▶ **What you will do**:
Reproduce all of the data below character for character, leaving out nothing and changing nothing.

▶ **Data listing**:
--------------------------------
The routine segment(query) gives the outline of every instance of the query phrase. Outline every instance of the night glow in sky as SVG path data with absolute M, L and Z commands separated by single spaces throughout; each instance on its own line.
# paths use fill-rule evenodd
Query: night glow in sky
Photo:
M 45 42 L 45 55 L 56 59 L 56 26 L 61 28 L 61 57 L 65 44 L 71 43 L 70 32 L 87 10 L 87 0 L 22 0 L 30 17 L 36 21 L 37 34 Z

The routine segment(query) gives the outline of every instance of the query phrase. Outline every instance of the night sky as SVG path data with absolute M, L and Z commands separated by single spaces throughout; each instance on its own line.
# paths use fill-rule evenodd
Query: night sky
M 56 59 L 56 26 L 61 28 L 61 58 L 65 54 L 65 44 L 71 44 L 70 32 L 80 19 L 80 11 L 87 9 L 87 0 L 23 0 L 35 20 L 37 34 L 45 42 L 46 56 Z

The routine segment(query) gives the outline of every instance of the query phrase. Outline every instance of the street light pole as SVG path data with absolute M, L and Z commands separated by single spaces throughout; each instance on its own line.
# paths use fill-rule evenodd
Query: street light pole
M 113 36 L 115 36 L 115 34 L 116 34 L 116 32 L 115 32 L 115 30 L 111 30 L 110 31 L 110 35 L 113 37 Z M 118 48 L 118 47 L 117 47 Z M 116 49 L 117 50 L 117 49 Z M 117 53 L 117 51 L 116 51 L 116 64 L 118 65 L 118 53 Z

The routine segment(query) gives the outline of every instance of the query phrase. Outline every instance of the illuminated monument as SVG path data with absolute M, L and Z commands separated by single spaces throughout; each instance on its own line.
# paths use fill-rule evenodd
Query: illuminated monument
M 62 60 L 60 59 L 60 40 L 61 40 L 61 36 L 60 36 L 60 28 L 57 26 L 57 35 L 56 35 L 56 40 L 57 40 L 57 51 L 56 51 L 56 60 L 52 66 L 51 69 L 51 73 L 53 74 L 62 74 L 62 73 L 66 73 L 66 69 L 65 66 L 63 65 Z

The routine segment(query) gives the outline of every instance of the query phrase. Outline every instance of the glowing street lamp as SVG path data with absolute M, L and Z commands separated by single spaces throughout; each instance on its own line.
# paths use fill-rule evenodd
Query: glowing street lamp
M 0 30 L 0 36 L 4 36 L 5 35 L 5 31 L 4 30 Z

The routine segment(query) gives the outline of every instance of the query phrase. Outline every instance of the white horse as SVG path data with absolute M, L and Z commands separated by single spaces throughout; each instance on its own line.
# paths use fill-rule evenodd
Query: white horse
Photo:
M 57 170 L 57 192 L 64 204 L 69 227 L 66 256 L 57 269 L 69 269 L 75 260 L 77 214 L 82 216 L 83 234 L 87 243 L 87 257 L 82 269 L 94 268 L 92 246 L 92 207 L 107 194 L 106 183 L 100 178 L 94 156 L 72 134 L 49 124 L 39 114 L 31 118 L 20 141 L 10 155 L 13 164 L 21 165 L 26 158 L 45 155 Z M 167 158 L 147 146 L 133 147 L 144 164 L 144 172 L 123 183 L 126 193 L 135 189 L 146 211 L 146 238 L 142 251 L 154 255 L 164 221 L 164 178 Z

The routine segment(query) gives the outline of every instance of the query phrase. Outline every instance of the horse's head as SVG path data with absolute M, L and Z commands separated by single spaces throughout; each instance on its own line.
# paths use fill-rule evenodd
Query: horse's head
--------------------------------
▶ **Answer to the task**:
The routine segment(query) gives the outline of every instance of the query phrase. Outline every instance of the night glow in sky as SVG path data with absolute M, L and Z commands separated by single spaces throughout; each instance on its own line.
# paths use fill-rule evenodd
Query: night glow in sky
Photo:
M 45 42 L 45 55 L 56 59 L 56 26 L 61 28 L 61 57 L 65 44 L 71 43 L 70 32 L 87 10 L 87 0 L 22 0 L 30 17 L 36 21 L 37 34 Z

The routine segment(query) gives the outline of every instance of the query phrase. Outline every instance of the night sky as SVG path data with absolute M, L and Z commands separated by single spaces throughout; each instance on its own line.
# paths use fill-rule evenodd
Query: night sky
M 56 59 L 56 26 L 61 28 L 61 58 L 65 54 L 65 44 L 71 44 L 70 32 L 80 19 L 80 11 L 87 9 L 87 0 L 23 0 L 35 20 L 37 34 L 45 42 L 46 56 Z

The routine segment(query) gives the outline of every instance of the query phrase. Outline every instance of the street light pole as SVG path data with absolute M, L and Z commands separated by single spaces throughout; each instance on its own line.
# paths use fill-rule evenodd
Query: street light pole
M 113 36 L 115 36 L 115 34 L 116 34 L 116 32 L 115 32 L 115 30 L 111 30 L 110 31 L 110 35 L 113 37 Z M 118 48 L 118 47 L 117 47 Z M 116 49 L 117 50 L 117 49 Z M 117 53 L 117 51 L 116 51 L 116 64 L 118 65 L 118 53 Z

The routine segment(query) gives the outline of every instance of the query phrase. Outline every instance of the illuminated monument as SVG path data with absolute M, L and Z commands separated by single spaces throughout; each instance on its own line.
# paths use fill-rule evenodd
Query: illuminated monument
M 62 60 L 60 59 L 60 40 L 61 40 L 61 36 L 60 36 L 60 28 L 57 26 L 57 35 L 56 35 L 56 40 L 57 40 L 57 51 L 56 51 L 56 60 L 52 66 L 51 69 L 51 73 L 53 74 L 62 74 L 62 73 L 66 73 L 66 69 L 65 66 L 63 65 Z

The routine segment(query) gives the outline of every instance of the query phrase. Outline every instance of the glowing street lamp as SVG path data with absolute M, L and Z commands separated by single spaces throughout; each instance on its own line.
# paths use fill-rule evenodd
Query: glowing street lamp
M 0 30 L 0 36 L 4 36 L 5 35 L 5 31 L 4 30 Z

The routine segment(query) gives the outline of every instance of the query phrase. Outline every instance of the white horse as SVG path data with absolute M, L and Z commands separated by single spaces throughout; each instance on its own line.
# paths use fill-rule evenodd
Query: white horse
Photo:
M 57 170 L 57 192 L 64 204 L 69 227 L 66 256 L 57 269 L 69 269 L 75 260 L 77 214 L 82 216 L 83 234 L 87 243 L 87 257 L 82 269 L 94 268 L 92 246 L 92 207 L 107 194 L 106 183 L 100 178 L 94 156 L 72 134 L 49 124 L 39 114 L 31 118 L 20 141 L 10 155 L 13 164 L 21 165 L 26 158 L 45 155 Z M 167 158 L 147 146 L 133 147 L 144 164 L 144 172 L 123 183 L 126 193 L 135 189 L 146 211 L 146 238 L 142 251 L 154 255 L 164 221 L 164 178 Z

The routine segment(query) gives the outline of every instance of the query phrase. Outline every instance of the horse's head as SVG path data with absolute M, L and Z commands separated by single spaces throughout; each instance on its own line.
# paths use fill-rule evenodd
Query: horse's head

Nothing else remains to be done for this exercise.